● **PASSAGE FOR REVIEW**
::::::::

Will they deserve your loyalty?
Did they have to earn your love?
The answer to both of those questions should be a LOUD “ABSOLUTELY NOT!”
When I was growing up we had a phone on the wall (ANCIENT HISTORY LESSON FOR THE DAY…yep, a real life artifact of a lost culture) and next to the phone a sign read, “People need love the most when they deserve it the least.”
As a ‘good girl teenager’ I thought that was outrageous! I thought when my brothers deserved love the least they needed a spanking—not love. I was wrong about a lot of things back then…including what my brothers needed from my folks.
I could never understand how my mom and dad loved my misguided siblings even more when they showed their misguided ways to the world.
Then I became a mom and it all made more sense.
Loyalty means nothing unless it has at its heart the absolute principle of self-sacrifice.
Woodrow T. Wilson
Does it cost us to be loyal to our adult children? Absolutely.
As I was writing this I thought of so many stories when one of my friends (or a friend of my adult children) questioned why I had made a certain decision about one of my kids. These well-meaning, good-willed persons wanted me to throw my kids under the bus—although that was not the language they used. They simply wanted “some clarity” or “a little more understanding” about a situation my kids were involved in.

::::::::

● **REQUIRED WORK**
Reproduce word for word the stretch of the loyalty passage from "Then I became" through "adult children? Absolutely.".

● **DATA TO EXAMINE**

::::::::

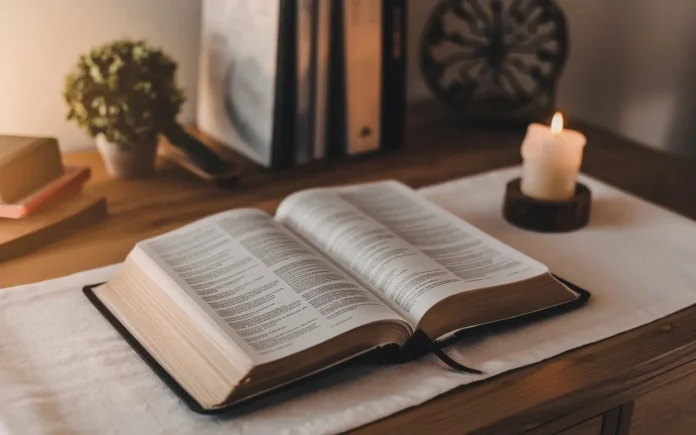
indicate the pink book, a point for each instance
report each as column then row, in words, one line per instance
column 66, row 186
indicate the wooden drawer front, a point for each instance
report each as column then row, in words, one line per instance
column 590, row 427
column 668, row 410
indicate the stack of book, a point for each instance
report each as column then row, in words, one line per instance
column 286, row 82
column 33, row 178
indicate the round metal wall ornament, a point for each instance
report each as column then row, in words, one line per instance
column 495, row 60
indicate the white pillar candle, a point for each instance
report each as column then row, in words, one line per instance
column 552, row 158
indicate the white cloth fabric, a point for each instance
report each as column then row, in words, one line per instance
column 64, row 369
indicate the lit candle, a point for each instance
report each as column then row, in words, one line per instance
column 552, row 159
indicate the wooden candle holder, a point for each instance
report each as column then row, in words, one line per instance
column 547, row 216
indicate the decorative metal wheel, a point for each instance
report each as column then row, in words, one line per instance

::::::::

● **ANSWER SECTION**
Then I became a mom and it all made more sense.
Loyalty means nothing unless it has at its heart the absolute principle of self-sacrifice.
Woodrow T. Wilson
Does it cost us to be loyal to our adult children? Absolutely.